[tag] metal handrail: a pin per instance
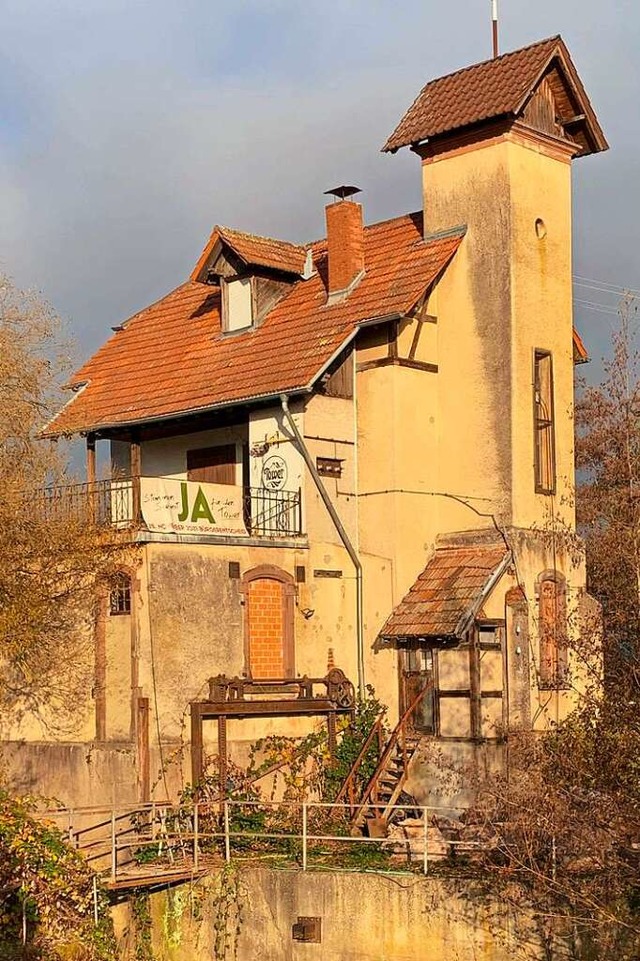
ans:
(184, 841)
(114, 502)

::::::

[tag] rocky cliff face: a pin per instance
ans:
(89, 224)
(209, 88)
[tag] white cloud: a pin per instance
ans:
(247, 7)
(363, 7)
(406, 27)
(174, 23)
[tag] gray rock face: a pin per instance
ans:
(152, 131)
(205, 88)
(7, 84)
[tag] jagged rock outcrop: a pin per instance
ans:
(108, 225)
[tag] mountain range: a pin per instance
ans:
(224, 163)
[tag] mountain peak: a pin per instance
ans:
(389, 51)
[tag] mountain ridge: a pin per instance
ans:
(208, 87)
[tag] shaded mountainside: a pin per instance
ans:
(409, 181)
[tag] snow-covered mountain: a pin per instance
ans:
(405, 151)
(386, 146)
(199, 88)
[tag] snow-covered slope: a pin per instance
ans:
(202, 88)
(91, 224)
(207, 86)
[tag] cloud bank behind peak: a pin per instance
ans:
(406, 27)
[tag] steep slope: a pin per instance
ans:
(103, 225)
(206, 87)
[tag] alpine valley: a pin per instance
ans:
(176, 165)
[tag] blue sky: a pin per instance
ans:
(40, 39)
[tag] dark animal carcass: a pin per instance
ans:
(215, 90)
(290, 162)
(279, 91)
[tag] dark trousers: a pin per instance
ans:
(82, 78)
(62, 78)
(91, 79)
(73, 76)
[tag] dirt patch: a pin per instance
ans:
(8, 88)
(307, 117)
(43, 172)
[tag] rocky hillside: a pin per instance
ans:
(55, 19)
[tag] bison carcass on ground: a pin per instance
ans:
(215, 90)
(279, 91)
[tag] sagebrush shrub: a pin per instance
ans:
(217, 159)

::::::

WRITTEN EXERCISE =
Pull out each line of the listing above that contains the word "peak".

SOLUTION FOR THIS PROBLEM =
[tag] mountain peak: a pin per instance
[tag] cloud bank behind peak: a pin per instance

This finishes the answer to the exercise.